[What you have to do]
Gather every line in the listing below that contains the word "positive" and copy each one out in full.

[Material provided]
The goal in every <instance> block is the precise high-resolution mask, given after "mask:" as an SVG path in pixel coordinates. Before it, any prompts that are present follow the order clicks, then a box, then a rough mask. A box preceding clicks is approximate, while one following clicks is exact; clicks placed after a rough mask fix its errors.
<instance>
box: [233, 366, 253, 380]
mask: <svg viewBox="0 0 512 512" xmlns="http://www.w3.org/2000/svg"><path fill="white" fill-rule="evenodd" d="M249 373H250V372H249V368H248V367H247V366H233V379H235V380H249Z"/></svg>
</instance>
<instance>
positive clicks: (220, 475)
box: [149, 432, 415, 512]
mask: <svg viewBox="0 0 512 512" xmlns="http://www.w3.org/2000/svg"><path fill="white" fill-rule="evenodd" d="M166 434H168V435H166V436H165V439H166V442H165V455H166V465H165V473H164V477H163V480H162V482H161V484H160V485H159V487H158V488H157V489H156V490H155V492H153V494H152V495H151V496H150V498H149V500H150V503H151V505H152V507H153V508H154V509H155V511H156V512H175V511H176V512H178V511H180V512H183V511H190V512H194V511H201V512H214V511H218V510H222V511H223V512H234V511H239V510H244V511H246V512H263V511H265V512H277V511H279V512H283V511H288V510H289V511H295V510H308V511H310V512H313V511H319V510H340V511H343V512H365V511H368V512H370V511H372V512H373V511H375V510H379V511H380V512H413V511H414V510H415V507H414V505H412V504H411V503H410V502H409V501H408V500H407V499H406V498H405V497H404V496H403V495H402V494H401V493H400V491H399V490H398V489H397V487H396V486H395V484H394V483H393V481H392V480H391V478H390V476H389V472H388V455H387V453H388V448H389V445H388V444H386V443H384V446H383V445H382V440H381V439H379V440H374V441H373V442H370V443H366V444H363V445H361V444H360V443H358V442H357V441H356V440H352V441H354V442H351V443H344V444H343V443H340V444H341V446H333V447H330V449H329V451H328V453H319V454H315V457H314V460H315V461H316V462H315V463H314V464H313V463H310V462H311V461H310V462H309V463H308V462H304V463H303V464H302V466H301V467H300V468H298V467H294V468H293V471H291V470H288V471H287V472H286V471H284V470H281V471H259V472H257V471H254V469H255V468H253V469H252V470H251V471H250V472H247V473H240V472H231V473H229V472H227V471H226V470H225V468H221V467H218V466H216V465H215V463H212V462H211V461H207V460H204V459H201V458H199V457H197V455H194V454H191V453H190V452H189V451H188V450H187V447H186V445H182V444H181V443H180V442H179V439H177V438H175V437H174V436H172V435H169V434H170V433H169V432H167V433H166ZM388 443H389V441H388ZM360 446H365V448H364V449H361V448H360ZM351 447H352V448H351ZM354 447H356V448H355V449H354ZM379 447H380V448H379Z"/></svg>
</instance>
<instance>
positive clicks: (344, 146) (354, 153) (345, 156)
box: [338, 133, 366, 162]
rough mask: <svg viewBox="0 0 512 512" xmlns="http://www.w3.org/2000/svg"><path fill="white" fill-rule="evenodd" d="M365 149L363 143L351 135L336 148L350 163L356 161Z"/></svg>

[Task response]
positive clicks: (220, 475)
positive clicks: (344, 146) (354, 153) (345, 156)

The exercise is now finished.